**CONSIGNE A**: Repère dans la liste ci-dessous chaque ligne qui contient le mot "wooden", puis recopie ces lignes telles quelles.

670 000 habitants concernés : le nouveau centre de tri de Firminy opérationnel
L’appellation « TrivalLoire » n’aura pas dépassé le processus de l’appel d’offre et des travaux. C’est donc bien le « nouveau centre de tri » des déchets ménagers que six autorités publiques concédantes ont officiellement inauguré jeudi 16 mai aux côtés de Suez, leur prestataire gestionnaire. Une extension/modernisation à Firminy qui doit permettre d’assumer l’amplification du tri exigée par la loi. Il en a coûté à ses 670 000 bénéficiaires une trentaine de millions d’euros.
Observer ce ballet d’ordures a quelque chose d’impressionnant. Il y a le bruit, un peu l’odeur, il y a surtout, désormais, ces 130 tapis de tri faisant circuler les déchets. De toutes sortes, de toutes natures, dès lors qu’ils sont qualifiés pour le tri, erreurs d’aiguillage de la part des usagers exceptées. Les séparer pour les regrouper et ainsi les rendre aptes à leur prise en charge par les filières de recyclage, c’est tout l’objectif. S’y attèlent 2 grappins automatisés à la réception, une mise en balle automatique à la sortie du process, 30 machines de tri, 13 séparateurs optiques et 3 bras robotisés fournis par Siléane, programmés spécialement par la réputée entreprise stéphanoise après une phase « d’apprentissage » sur place.

**CONSIGNE B**: Recopie mot pour mot, dans l'article ci-dessus sur le centre de tri, tout ce qui va de "670 000 habitants" jusqu'à "de millions d’euros.".

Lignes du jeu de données

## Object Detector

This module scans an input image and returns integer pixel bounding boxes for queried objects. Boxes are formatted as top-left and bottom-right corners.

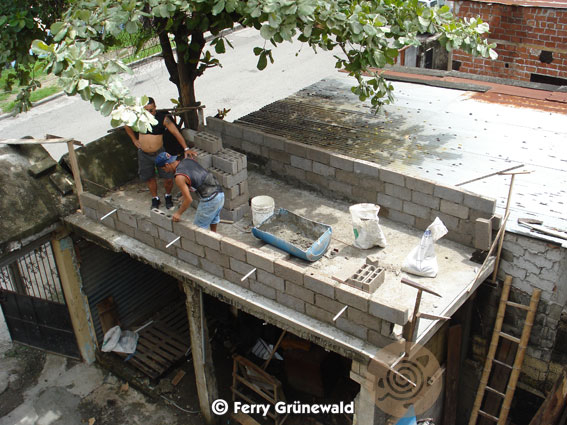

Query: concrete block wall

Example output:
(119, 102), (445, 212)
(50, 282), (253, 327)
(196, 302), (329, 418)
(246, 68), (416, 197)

(207, 118), (496, 247)
(453, 0), (567, 81)
(473, 232), (567, 391)
(81, 193), (409, 347)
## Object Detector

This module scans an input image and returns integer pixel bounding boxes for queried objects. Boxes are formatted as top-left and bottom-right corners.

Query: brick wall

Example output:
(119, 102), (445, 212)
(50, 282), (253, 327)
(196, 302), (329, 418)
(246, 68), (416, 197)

(453, 0), (567, 81)
(207, 118), (495, 246)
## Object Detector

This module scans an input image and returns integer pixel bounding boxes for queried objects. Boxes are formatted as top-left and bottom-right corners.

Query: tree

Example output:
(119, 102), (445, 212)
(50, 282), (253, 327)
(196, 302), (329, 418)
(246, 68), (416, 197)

(0, 0), (69, 111)
(33, 0), (496, 132)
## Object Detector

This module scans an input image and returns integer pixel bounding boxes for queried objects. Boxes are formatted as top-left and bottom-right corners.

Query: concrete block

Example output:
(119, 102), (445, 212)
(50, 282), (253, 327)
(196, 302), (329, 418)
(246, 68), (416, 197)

(249, 280), (276, 300)
(276, 291), (305, 313)
(285, 281), (315, 304)
(354, 159), (380, 179)
(134, 229), (156, 248)
(205, 246), (230, 269)
(193, 148), (213, 170)
(368, 299), (409, 325)
(83, 205), (98, 221)
(173, 221), (197, 241)
(256, 269), (285, 292)
(463, 193), (496, 214)
(404, 176), (435, 195)
(116, 220), (136, 238)
(264, 134), (287, 151)
(224, 193), (249, 210)
(246, 248), (277, 273)
(441, 199), (470, 220)
(376, 193), (403, 211)
(329, 153), (354, 173)
(195, 228), (222, 251)
(474, 218), (492, 251)
(203, 117), (226, 133)
(303, 271), (338, 299)
(181, 237), (205, 257)
(402, 201), (431, 219)
(433, 184), (464, 204)
(220, 236), (248, 262)
(199, 257), (224, 278)
(209, 167), (248, 187)
(380, 168), (406, 187)
(195, 131), (222, 154)
(306, 146), (331, 165)
(335, 317), (368, 341)
(79, 192), (101, 210)
(411, 191), (441, 210)
(315, 294), (345, 316)
(177, 247), (204, 266)
(388, 210), (415, 226)
(274, 258), (304, 285)
(150, 208), (173, 232)
(229, 258), (257, 279)
(384, 183), (411, 201)
(290, 155), (313, 171)
(242, 127), (264, 146)
(313, 161), (335, 177)
(348, 307), (382, 332)
(335, 284), (368, 312)
(305, 304), (334, 323)
(220, 204), (250, 222)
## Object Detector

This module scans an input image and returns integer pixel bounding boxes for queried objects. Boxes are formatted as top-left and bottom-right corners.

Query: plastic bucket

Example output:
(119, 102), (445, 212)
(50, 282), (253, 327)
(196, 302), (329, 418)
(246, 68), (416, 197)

(252, 196), (275, 226)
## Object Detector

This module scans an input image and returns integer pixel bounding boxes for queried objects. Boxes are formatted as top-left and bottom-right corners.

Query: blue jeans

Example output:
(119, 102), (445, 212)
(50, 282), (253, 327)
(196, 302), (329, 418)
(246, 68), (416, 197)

(193, 192), (224, 228)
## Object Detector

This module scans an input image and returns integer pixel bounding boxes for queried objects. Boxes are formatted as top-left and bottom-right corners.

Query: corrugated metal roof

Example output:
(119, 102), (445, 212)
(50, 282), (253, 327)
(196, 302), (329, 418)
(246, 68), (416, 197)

(454, 0), (567, 9)
(239, 75), (567, 242)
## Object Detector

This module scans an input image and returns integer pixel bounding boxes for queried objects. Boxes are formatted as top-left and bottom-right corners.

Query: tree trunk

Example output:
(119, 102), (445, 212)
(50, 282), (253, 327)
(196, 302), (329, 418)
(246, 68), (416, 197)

(175, 26), (209, 130)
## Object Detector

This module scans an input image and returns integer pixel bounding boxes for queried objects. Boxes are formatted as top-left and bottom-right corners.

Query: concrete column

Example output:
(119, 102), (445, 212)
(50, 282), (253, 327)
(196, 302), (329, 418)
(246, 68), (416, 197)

(51, 233), (97, 364)
(183, 283), (218, 425)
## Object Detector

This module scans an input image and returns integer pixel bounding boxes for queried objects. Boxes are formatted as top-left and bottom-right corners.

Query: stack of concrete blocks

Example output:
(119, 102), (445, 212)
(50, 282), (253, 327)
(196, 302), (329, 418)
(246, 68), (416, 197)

(194, 131), (250, 221)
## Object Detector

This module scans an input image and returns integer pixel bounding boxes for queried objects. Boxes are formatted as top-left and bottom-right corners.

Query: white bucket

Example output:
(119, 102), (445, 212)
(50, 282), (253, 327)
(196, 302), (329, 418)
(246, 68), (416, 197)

(252, 196), (275, 226)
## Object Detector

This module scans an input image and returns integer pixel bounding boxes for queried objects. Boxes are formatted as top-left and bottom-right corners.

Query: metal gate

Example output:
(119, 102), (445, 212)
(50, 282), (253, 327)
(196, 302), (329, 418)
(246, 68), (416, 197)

(0, 240), (80, 358)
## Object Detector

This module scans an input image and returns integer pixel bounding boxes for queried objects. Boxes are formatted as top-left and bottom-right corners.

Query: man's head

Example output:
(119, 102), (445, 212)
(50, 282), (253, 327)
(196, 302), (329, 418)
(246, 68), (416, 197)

(155, 152), (177, 172)
(144, 97), (157, 115)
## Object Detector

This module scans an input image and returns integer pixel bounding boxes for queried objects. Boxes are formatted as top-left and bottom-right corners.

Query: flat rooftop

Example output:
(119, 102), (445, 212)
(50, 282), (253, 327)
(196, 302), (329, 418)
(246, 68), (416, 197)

(93, 167), (493, 350)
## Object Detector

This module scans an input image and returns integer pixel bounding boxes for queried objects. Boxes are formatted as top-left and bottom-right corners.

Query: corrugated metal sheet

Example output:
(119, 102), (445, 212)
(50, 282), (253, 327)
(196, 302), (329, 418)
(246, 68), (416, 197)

(77, 240), (179, 341)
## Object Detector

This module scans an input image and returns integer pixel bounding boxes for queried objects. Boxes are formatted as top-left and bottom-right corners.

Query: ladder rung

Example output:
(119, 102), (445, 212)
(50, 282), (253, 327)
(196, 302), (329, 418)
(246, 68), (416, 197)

(486, 387), (506, 398)
(478, 410), (498, 422)
(492, 360), (514, 369)
(499, 332), (520, 344)
(506, 301), (530, 310)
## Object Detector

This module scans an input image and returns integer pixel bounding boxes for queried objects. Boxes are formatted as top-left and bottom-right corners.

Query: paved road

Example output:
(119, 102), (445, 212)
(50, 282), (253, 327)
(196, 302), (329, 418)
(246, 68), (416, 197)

(0, 29), (342, 159)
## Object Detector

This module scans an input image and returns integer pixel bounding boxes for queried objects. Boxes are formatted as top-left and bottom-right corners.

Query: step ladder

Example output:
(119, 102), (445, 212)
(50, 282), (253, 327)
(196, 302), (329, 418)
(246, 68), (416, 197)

(469, 276), (541, 425)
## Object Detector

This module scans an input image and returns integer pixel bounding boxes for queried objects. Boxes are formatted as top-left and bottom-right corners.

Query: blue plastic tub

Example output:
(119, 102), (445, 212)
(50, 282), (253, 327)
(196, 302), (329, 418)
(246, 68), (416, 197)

(252, 208), (333, 261)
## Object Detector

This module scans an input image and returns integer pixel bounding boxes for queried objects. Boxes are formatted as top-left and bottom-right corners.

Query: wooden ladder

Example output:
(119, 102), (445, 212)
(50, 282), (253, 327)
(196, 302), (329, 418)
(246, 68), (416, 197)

(469, 276), (541, 425)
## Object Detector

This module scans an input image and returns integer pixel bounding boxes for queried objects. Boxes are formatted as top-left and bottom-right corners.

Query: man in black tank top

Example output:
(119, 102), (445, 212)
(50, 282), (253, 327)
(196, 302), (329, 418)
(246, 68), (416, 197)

(155, 152), (224, 232)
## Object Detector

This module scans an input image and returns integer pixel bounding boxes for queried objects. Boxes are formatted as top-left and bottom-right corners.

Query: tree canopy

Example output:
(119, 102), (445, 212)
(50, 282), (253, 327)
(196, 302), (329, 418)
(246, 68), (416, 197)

(22, 0), (496, 132)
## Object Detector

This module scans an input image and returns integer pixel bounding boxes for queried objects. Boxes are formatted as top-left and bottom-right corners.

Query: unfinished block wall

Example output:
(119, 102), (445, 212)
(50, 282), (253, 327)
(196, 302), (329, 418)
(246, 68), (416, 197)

(453, 0), (567, 81)
(81, 193), (409, 347)
(207, 118), (496, 246)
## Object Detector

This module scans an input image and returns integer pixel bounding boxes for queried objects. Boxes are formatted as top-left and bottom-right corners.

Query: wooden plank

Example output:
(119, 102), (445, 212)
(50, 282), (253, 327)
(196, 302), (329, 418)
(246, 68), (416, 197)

(442, 325), (463, 425)
(530, 369), (567, 425)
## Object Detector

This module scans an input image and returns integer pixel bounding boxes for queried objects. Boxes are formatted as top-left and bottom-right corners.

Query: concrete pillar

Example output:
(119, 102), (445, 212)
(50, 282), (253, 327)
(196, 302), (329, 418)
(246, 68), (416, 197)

(51, 233), (97, 364)
(183, 283), (218, 425)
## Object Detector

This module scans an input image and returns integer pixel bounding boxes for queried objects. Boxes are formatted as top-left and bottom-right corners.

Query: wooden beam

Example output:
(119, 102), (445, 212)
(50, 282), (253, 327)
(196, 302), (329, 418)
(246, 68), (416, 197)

(183, 283), (218, 425)
(51, 234), (97, 364)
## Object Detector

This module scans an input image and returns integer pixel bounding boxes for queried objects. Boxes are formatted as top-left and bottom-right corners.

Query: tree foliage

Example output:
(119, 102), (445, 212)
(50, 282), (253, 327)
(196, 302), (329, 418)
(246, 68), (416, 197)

(0, 0), (69, 110)
(26, 0), (496, 132)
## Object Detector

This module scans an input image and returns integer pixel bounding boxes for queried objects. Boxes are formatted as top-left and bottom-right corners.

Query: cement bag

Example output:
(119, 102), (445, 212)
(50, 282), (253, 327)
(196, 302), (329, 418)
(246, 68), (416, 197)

(101, 326), (138, 354)
(402, 217), (447, 277)
(349, 204), (386, 249)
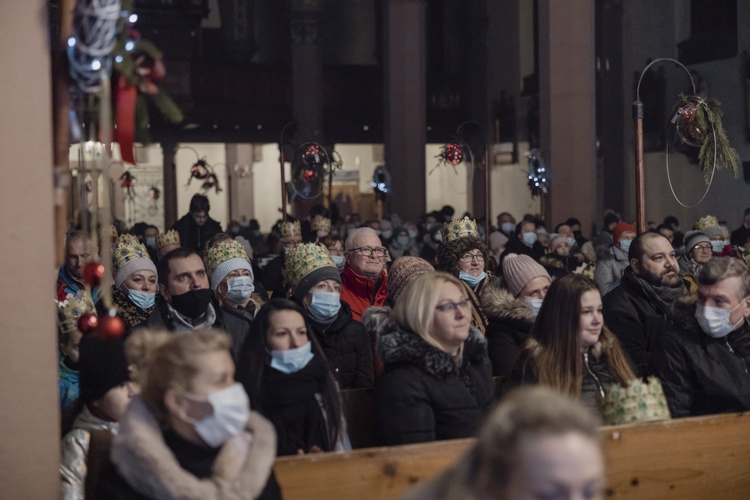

**RÉPONSE A**:
Query: wooden ladder
Query: wooden plank
Query: wooden beam

**RÉPONSE B**:
670 000 habitants concernés : le nouveau centre de tri de Firminy opérationnel
L’appellation « TrivalLoire » n’aura pas dépassé le processus de l’appel d’offre et des travaux. C’est donc bien le « nouveau centre de tri » des déchets ménagers que six autorités publiques concédantes ont officiellement inauguré jeudi 16 mai aux côtés de Suez, leur prestataire gestionnaire. Une extension/modernisation à Firminy qui doit permettre d’assumer l’amplification du tri exigée par la loi. Il en a coûté à ses 670 000 bénéficiaires une trentaine de millions d’euros.